DOCUMENT TEXT:
begin
10. Resolution of Differences Over Breaches of Agreement.  The parties shall use good faith efforts to resolve any controversy or claim arising out of, or relating to this Agreement or the breach thereof, first in accordance with the Employer’s internal review procedures, except that this requirement shall not apply to any claim or dispute under or relating to Section 9 of this Agreement.  If despite their good faith efforts, the parties are unable to resolve such controversy or claim through the Employer’s internal review procedures, then such controversy or claim shall be resolved by binding arbitration for resolution in New York, New York in accordance with the rules and procedures of the Employment Dispute Resolution Rules of the American Arbitration Association then in effect.  The decision of the arbitrator shall be final and binding on both parties, and any court of competent jurisdiction may enter judgment upon the award.  Each party shall pay its own expenses, including legal fees, in such dispute and shall split the cost of the arbitrator and the arbitration proceedings.
end
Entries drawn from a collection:
begin
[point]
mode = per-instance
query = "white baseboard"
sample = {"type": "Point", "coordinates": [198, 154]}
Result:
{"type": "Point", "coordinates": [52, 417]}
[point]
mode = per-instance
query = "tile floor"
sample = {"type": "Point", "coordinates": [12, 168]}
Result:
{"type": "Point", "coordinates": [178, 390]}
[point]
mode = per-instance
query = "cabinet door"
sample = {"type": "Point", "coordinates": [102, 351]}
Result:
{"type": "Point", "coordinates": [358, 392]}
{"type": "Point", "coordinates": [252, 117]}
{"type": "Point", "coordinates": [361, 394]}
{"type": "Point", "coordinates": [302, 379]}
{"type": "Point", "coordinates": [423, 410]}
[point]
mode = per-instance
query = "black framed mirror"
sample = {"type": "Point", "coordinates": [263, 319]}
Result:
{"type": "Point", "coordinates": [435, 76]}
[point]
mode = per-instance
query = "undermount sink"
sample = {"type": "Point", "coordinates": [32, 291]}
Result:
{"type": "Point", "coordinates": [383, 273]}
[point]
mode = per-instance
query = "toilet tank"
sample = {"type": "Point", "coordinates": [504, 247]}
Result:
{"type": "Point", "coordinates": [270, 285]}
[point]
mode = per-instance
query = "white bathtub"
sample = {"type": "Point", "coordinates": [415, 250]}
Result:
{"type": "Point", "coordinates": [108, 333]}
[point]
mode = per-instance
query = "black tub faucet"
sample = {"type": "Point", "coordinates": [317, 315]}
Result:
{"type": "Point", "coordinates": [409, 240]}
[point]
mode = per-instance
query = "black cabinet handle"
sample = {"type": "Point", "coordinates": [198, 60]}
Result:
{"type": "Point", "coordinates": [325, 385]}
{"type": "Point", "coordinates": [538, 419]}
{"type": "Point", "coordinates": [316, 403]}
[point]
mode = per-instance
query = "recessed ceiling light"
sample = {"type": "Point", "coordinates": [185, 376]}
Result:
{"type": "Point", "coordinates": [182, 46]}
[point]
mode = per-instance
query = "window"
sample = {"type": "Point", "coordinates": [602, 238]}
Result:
end
WHAT THIS EXERCISE ASKS:
1. According to the arbitration clause, in what city is binding arbitration to take place?
2. Pick out every line of the records that contains the word "cabinet", and copy each one.

ANSWERS PROVIDED:
1. New York, New York.

2.
query = "cabinet door"
query = "black cabinet handle"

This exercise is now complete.